The Wide Receiver Depth Chart Churn, Velus Dreams Big, Larry O Revenge Game Potential, and Other Bears Bullets

Social Navigation


The Wide Receiver Depth Chart Churn, Velus Dreams Big, Larry O Revenge Game Potential, and Other Bears Bullets

Chicago Bears

I’ve been straying away from what used to be my favorite Chinese food joint in recent years because of a change in management, but once in a while I find myself giving them another chance. That was the case last night, when they delivered an exceptional meal. Maybe they’re in a bounce back phase? I suppose this is why one should never totally give up on something they knew was once good. The rebound meal hits different.

•   We’ll follow the comings-and-goings of players visiting Halas Hall between now and the start of camp as part of that spring-into-summer roster churn that happens with the bottom third of every team. But just know that not every name to come through will be a notable one. For instance, Keith Kirkwood is someone who has never been on my radar. And yet, here he comes for a visit with Chicago’s football team:

•   The skinny: Kirkwood is a 6-3, 210-pound receiver set to play in his age 27 season in 2022. He has 17 catches, 239 receiving yards, and 2 touchdowns in 13 games over four seasons with the Saints and Panthers. It’s a warm body who can play the position. Bring him in for a chat and see where it goes.

•   On the one hand, who wouldn’t want to visit Chicago on a spring day with temperatures in the 80s? As an added bonus, Kirkwood is checking in with a receiver-needy team that has position battles that are open for someone to win. But on the other hand, part of me wishes the Bears were connected to someone with more than 13 games (1 start, 346 total offensive snaps) in four years of professional experience. Then again, maybe that special teams experience could be useful. In any case, I don’t imagine Kirkwood will be the last receiver checking in with the Bears between now and when camp starts. At least, I hope he isn’t.

DATA EXCERPT.
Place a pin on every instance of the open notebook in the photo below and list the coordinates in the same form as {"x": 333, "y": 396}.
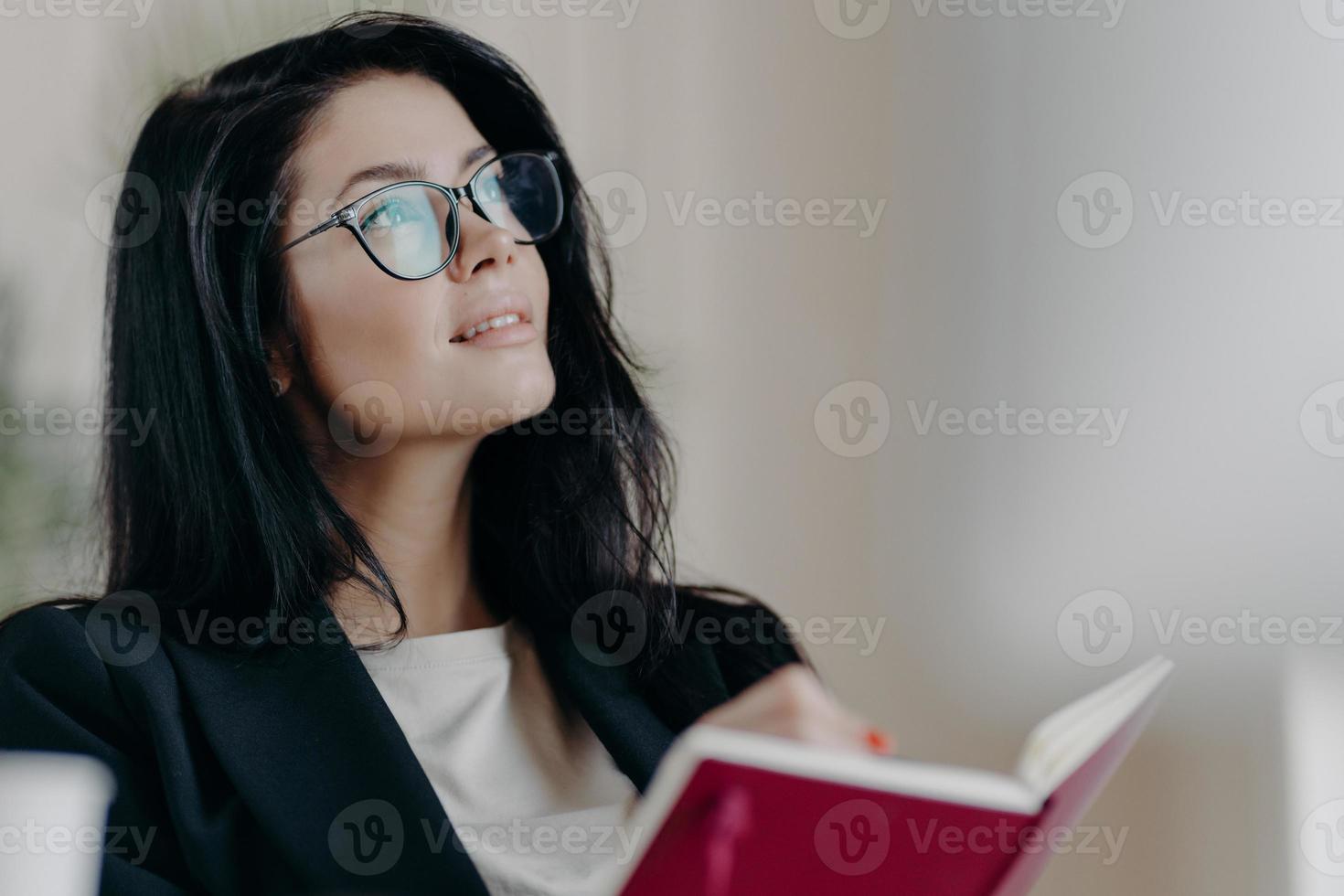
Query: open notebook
{"x": 738, "y": 813}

EXERCISES TO COMPLETE.
a) Using the Bears column, decide whether each statement agrees with it. Answer yes or no for each, and quote the words that settle it: (i) Kirkwood has played for the Saints and the Panthers. (ii) Kirkwood has started 13 games. (iii) The writer had been watching Kirkwood closely before this visit.
b) According to the Bears column, how many receiving yards does Kirkwood have?

RESULTS FOR EACH TASK.
a)
(i) Yes: "13 games over four seasons with the Saints and Panthers"
(ii) No: "13 games (1 start, 346 total offensive snaps)"
(iii) No: "Keith Kirkwood is someone who has never been on my radar"

b) 239 receiving yards.